(THE DATA)

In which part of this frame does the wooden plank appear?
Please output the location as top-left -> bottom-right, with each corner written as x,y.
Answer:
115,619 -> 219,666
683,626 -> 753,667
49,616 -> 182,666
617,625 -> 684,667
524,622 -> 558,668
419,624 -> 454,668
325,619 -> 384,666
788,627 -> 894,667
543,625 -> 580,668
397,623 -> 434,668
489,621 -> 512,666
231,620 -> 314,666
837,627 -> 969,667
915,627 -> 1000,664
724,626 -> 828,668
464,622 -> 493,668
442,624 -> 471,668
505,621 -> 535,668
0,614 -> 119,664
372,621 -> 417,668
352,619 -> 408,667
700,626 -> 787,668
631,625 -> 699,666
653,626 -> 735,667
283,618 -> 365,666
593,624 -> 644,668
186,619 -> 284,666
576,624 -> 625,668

(End THE DATA)

## WHAT TO DO:
Please transcribe the material above precisely as it stands.

## ANSWER TO THIS TASK:
In which part of this frame does the wooden plank appear?
Please output the location as top-left -> bottom-right, with each corner written as x,y.
Answer:
115,619 -> 219,666
683,626 -> 753,667
49,616 -> 182,666
617,625 -> 684,667
524,622 -> 558,668
419,624 -> 454,668
325,619 -> 384,666
788,627 -> 894,667
543,625 -> 580,668
397,623 -> 434,668
489,621 -> 512,666
231,620 -> 314,666
837,627 -> 969,667
915,627 -> 1000,664
724,626 -> 828,668
464,622 -> 493,668
442,624 -> 471,668
505,621 -> 535,668
0,614 -> 119,664
372,621 -> 417,668
352,619 -> 408,667
700,626 -> 787,668
631,625 -> 699,666
653,626 -> 735,667
283,618 -> 365,666
593,624 -> 644,668
186,619 -> 284,666
576,624 -> 625,668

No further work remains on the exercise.